Refactorability. Code that nobody fully understands doesn't get refactored well — it gets worked around. Over time, workarounds accumulate and the parts of the codebase that were generated and never fully internalized become the parts nobody wants to touch. That's how you end up with a module that's technically functional and practically untouchable, because the cost of changing it has become too high to justify.

Mentorship. Senior engineers who can't explain the code they ship can't grow the engineers around them. Technical leadership requires the ability to articulate why, not just what. That capacity disappears if comprehension does.

The Hiring Signal Is Changing

Conversations happening right now in engineering organizations are worth paying attention to. The early wave of excitement about pure output velocity is starting to give way to harder questions. What is this engineer's failure mode? Do they understand the systems they're building on? Can they debug something when it goes wrong, or can they only generate new things when everything is working?

The engineers who will have long careers in this environment aren't the fastest prompters. They're the ones who use AI to move faster *and* maintain the depth to make good decisions — about architecture, about tradeoffs, about when to slow down. That combination is still rare. It's worth developing.

(Set problem A) Transcribe the stretch of the passage on code comprehension from "The engineers who" through "It's worth developing.".
(Set problem B) List every question that the passage on code comprehension gives as one of the harder questions now being raised about engineers.
The records have nothing to do with the passage on code comprehension.

(Listed records)
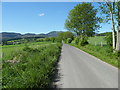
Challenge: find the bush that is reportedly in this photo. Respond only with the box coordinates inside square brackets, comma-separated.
[2, 44, 61, 88]
[79, 40, 89, 46]
[75, 37, 80, 45]
[67, 38, 72, 43]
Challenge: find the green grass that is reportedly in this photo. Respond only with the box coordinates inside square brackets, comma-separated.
[88, 36, 107, 45]
[2, 42, 61, 88]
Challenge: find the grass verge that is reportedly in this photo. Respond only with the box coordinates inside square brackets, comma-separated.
[69, 43, 120, 67]
[2, 43, 61, 88]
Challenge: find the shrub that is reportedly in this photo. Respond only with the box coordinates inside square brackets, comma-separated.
[79, 37, 89, 46]
[75, 37, 80, 45]
[67, 38, 72, 43]
[2, 43, 61, 88]
[105, 33, 112, 46]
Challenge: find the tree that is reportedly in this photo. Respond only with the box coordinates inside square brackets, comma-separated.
[65, 3, 100, 38]
[58, 31, 74, 40]
[99, 0, 118, 49]
[116, 1, 120, 51]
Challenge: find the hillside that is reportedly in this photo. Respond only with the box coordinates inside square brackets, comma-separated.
[0, 31, 62, 41]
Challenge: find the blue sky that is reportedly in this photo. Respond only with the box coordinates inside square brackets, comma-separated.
[2, 2, 111, 34]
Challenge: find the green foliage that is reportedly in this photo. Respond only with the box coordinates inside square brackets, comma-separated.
[75, 37, 80, 45]
[58, 31, 74, 41]
[79, 37, 89, 46]
[99, 1, 118, 23]
[65, 3, 100, 36]
[2, 44, 61, 88]
[105, 33, 113, 46]
[70, 43, 120, 67]
[67, 38, 72, 43]
[88, 36, 107, 46]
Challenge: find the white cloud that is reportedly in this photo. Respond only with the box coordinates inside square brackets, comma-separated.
[39, 13, 45, 17]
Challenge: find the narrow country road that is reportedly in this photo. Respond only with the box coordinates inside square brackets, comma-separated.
[55, 44, 118, 88]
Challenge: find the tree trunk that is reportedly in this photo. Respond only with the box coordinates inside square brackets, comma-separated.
[111, 12, 116, 49]
[116, 1, 120, 51]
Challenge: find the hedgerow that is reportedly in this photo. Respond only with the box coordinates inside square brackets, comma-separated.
[2, 43, 61, 88]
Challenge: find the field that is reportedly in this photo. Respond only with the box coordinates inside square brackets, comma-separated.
[2, 42, 61, 88]
[88, 36, 107, 45]
[70, 36, 120, 67]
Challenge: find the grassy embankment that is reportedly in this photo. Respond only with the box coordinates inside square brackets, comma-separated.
[2, 42, 61, 88]
[70, 36, 120, 67]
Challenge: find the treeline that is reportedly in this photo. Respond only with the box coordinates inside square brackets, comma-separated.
[2, 43, 61, 89]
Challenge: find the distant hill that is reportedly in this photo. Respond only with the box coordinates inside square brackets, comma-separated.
[0, 31, 62, 41]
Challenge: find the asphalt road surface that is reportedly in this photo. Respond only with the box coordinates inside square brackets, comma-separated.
[55, 44, 118, 88]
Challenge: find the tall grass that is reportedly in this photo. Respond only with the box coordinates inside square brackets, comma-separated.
[2, 44, 61, 88]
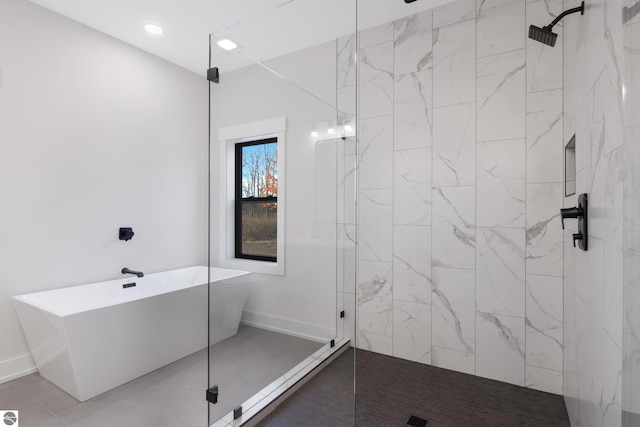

(Finished answer A)
The engineers who will have long careers in this environment aren't the fastest prompters. They're the ones who use AI to move faster *and* maintain the depth to make good decisions — about architecture, about tradeoffs, about when to slow down. That combination is still rare. It's worth developing.

(Finished answer B)
- What is this engineer's failure mode?
- Do they understand the systems they're building on?
- Can they debug something when it goes wrong, or can they only generate new things when everything is working?